| ACTION ITEM |
Return the lines of the data below, from the one containing "Detect the shingled roof." through the very last, exactly and with both ends included; no pictures.

*-*-*

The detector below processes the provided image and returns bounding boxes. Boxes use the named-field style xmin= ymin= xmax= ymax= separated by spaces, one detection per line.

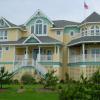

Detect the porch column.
xmin=37 ymin=46 xmax=41 ymax=61
xmin=57 ymin=45 xmax=60 ymax=61
xmin=54 ymin=45 xmax=57 ymax=54
xmin=25 ymin=46 xmax=29 ymax=59
xmin=82 ymin=44 xmax=85 ymax=62
xmin=68 ymin=47 xmax=69 ymax=63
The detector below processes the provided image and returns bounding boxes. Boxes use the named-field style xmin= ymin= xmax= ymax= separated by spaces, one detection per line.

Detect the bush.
xmin=12 ymin=79 xmax=19 ymax=84
xmin=21 ymin=74 xmax=36 ymax=84
xmin=43 ymin=70 xmax=58 ymax=90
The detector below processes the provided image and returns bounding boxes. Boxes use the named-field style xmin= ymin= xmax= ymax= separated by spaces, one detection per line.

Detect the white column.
xmin=54 ymin=45 xmax=57 ymax=54
xmin=25 ymin=46 xmax=29 ymax=59
xmin=57 ymin=45 xmax=60 ymax=61
xmin=13 ymin=46 xmax=16 ymax=72
xmin=38 ymin=46 xmax=41 ymax=61
xmin=68 ymin=47 xmax=69 ymax=63
xmin=57 ymin=45 xmax=60 ymax=55
xmin=82 ymin=44 xmax=85 ymax=62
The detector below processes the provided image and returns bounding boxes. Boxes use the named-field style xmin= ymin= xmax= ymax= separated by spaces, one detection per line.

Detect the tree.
xmin=0 ymin=67 xmax=14 ymax=89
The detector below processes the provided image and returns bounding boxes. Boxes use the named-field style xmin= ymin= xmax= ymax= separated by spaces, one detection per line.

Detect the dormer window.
xmin=31 ymin=19 xmax=47 ymax=36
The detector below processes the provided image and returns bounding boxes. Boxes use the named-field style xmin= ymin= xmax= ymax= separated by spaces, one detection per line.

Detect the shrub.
xmin=0 ymin=67 xmax=14 ymax=88
xmin=21 ymin=74 xmax=36 ymax=84
xmin=43 ymin=70 xmax=58 ymax=90
xmin=12 ymin=79 xmax=19 ymax=84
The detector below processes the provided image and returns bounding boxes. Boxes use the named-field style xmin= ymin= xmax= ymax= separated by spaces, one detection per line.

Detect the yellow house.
xmin=0 ymin=10 xmax=100 ymax=80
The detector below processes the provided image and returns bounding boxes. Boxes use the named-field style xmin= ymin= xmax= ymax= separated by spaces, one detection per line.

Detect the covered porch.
xmin=68 ymin=43 xmax=100 ymax=63
xmin=15 ymin=44 xmax=62 ymax=67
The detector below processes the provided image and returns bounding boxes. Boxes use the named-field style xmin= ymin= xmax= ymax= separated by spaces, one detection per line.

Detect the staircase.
xmin=12 ymin=58 xmax=47 ymax=78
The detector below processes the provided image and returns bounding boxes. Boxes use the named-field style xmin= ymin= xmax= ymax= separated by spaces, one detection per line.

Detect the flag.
xmin=84 ymin=2 xmax=89 ymax=9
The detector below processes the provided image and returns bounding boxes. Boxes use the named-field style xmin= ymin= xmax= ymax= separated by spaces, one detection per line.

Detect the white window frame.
xmin=0 ymin=30 xmax=7 ymax=41
xmin=30 ymin=19 xmax=48 ymax=36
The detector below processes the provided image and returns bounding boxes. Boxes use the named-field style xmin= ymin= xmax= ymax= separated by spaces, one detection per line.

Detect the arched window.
xmin=90 ymin=26 xmax=95 ymax=35
xmin=36 ymin=20 xmax=42 ymax=34
xmin=31 ymin=19 xmax=47 ymax=35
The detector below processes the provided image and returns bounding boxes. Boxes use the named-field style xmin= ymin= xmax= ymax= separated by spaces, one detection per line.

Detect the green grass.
xmin=0 ymin=84 xmax=59 ymax=100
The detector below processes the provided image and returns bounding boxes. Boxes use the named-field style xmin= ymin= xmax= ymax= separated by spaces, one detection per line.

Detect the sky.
xmin=0 ymin=0 xmax=100 ymax=25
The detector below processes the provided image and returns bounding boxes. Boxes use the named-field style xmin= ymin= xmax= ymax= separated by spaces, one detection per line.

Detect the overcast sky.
xmin=0 ymin=0 xmax=100 ymax=25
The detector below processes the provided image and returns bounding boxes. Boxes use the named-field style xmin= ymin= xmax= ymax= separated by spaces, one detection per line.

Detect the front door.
xmin=33 ymin=49 xmax=38 ymax=61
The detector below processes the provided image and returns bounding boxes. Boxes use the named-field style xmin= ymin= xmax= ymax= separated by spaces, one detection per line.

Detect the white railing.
xmin=16 ymin=55 xmax=53 ymax=62
xmin=40 ymin=55 xmax=53 ymax=62
xmin=13 ymin=55 xmax=47 ymax=77
xmin=69 ymin=54 xmax=100 ymax=63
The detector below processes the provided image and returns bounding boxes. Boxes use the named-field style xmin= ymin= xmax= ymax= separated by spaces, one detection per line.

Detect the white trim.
xmin=0 ymin=17 xmax=11 ymax=27
xmin=24 ymin=9 xmax=54 ymax=25
xmin=79 ymin=22 xmax=100 ymax=27
xmin=0 ymin=42 xmax=62 ymax=46
xmin=23 ymin=34 xmax=42 ymax=44
xmin=51 ymin=28 xmax=64 ymax=30
xmin=67 ymin=41 xmax=100 ymax=46
xmin=64 ymin=25 xmax=78 ymax=28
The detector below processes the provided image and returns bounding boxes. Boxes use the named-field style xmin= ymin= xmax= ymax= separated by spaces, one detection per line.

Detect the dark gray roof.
xmin=0 ymin=37 xmax=26 ymax=45
xmin=0 ymin=36 xmax=61 ymax=45
xmin=18 ymin=24 xmax=26 ymax=30
xmin=53 ymin=20 xmax=79 ymax=28
xmin=37 ymin=36 xmax=61 ymax=43
xmin=81 ymin=12 xmax=100 ymax=24
xmin=68 ymin=36 xmax=100 ymax=46
xmin=4 ymin=18 xmax=17 ymax=27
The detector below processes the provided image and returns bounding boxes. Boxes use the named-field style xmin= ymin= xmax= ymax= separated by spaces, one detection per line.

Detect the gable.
xmin=0 ymin=19 xmax=9 ymax=28
xmin=25 ymin=37 xmax=39 ymax=43
xmin=25 ymin=9 xmax=54 ymax=26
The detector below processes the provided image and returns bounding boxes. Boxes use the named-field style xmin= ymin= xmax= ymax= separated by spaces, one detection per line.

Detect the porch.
xmin=14 ymin=45 xmax=62 ymax=67
xmin=68 ymin=43 xmax=100 ymax=63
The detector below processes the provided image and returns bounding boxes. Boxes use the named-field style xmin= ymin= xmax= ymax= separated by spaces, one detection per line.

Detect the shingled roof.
xmin=3 ymin=18 xmax=17 ymax=27
xmin=68 ymin=36 xmax=100 ymax=46
xmin=53 ymin=20 xmax=79 ymax=28
xmin=0 ymin=36 xmax=61 ymax=45
xmin=81 ymin=12 xmax=100 ymax=24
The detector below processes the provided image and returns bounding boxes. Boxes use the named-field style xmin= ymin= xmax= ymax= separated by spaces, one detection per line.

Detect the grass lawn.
xmin=0 ymin=84 xmax=59 ymax=100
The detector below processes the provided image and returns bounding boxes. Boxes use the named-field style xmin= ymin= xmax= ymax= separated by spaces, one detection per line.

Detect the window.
xmin=44 ymin=25 xmax=47 ymax=34
xmin=31 ymin=26 xmax=34 ymax=34
xmin=81 ymin=28 xmax=84 ymax=36
xmin=35 ymin=20 xmax=42 ymax=34
xmin=0 ymin=30 xmax=7 ymax=40
xmin=57 ymin=30 xmax=61 ymax=35
xmin=70 ymin=31 xmax=74 ymax=36
xmin=5 ymin=47 xmax=9 ymax=51
xmin=31 ymin=19 xmax=47 ymax=35
xmin=0 ymin=19 xmax=5 ymax=26
xmin=0 ymin=47 xmax=2 ymax=59
xmin=91 ymin=26 xmax=95 ymax=35
xmin=96 ymin=26 xmax=100 ymax=35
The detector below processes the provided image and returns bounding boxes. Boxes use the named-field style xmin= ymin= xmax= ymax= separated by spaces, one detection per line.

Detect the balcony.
xmin=69 ymin=54 xmax=100 ymax=63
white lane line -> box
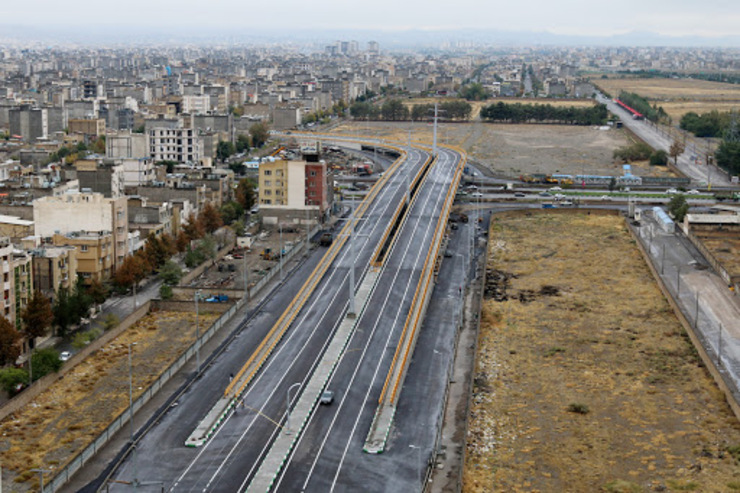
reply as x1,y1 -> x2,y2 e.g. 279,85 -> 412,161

*-*-*

| RESPONSE BELOW |
Detect the shingled roof.
xmin=3 ymin=18 xmax=17 ymax=27
xmin=68 ymin=36 xmax=100 ymax=46
xmin=53 ymin=20 xmax=79 ymax=28
xmin=0 ymin=36 xmax=61 ymax=45
xmin=81 ymin=12 xmax=100 ymax=24
The detector below processes the provided image and returns bounding boxes. Boxes use the named-field style xmin= ymin= xmax= ymax= separated by spaces, one detection per line.

Detect the grass lawn.
xmin=0 ymin=84 xmax=59 ymax=100
The detector below processes the provided image and returns bounding boxes. Boxes use the named-field style xmin= ymin= xmax= ymax= separated by spaces, one detection per line.

Detect the window.
xmin=44 ymin=25 xmax=47 ymax=34
xmin=31 ymin=26 xmax=34 ymax=34
xmin=81 ymin=28 xmax=84 ymax=36
xmin=35 ymin=20 xmax=42 ymax=34
xmin=0 ymin=30 xmax=7 ymax=40
xmin=57 ymin=30 xmax=61 ymax=35
xmin=70 ymin=31 xmax=74 ymax=36
xmin=5 ymin=47 xmax=9 ymax=51
xmin=31 ymin=19 xmax=47 ymax=35
xmin=0 ymin=19 xmax=5 ymax=26
xmin=0 ymin=47 xmax=2 ymax=59
xmin=91 ymin=26 xmax=95 ymax=35
xmin=96 ymin=26 xmax=100 ymax=35
The detector below processes the provided image and returns bounding boxes. Boxes use the named-field style xmin= ymin= xmax= ymax= separated by spaces, one detection per line.

Detect the balcony.
xmin=69 ymin=54 xmax=100 ymax=63
white lane line -> box
reply as x1,y1 -> x2,y2 e.g. 279,85 -> 412,161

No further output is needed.